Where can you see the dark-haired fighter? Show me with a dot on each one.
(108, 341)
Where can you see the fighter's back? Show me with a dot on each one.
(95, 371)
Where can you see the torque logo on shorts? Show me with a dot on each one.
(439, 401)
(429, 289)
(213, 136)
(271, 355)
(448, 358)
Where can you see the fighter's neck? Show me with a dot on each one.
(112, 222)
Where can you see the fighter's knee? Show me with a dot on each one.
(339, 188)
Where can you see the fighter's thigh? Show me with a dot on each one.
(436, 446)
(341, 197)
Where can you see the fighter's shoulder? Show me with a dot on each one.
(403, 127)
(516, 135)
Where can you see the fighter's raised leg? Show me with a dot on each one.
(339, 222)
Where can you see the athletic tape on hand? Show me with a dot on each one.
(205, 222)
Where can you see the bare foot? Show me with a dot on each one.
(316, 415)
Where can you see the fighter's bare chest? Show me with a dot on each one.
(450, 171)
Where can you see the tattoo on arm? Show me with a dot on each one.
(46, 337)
★ ★ ★
WHAT IS NEEDED
Copy every line of the material, please, keeping it exactly the same.

OUTPUT OF THE TASK
Where can you see the dark-haired fighter? Show me with a dot on each one.
(108, 341)
Where can you see the fighter's back? Show me with a dot on each one.
(95, 371)
Where can you see the torque logo on shorts? Show me with a dot on each one.
(439, 401)
(429, 289)
(213, 136)
(271, 355)
(448, 358)
Where can you see the fighter's neck? Show me with a dot on each one.
(112, 222)
Where can you see the fighter's knee? Show me with a dot on each one.
(339, 188)
Where can you see the fighter's thigh? Show me with a dot on each one.
(436, 446)
(341, 197)
Where can you see the fighter's shoulder? Show me with a dot on each one.
(403, 127)
(516, 135)
Where can you see the fighter's raised leg? Show me with a dot on each one.
(339, 222)
Where can you see the athletic tape on hand? Show me with a dot on each one.
(205, 222)
Where can you see the bare foot? Show me with a dot on each one.
(316, 415)
Where can you see the fighter's bare chest? Show me with a dot on each one.
(450, 171)
Where can you see the tattoo on arm? Show me with a dot on each one.
(46, 337)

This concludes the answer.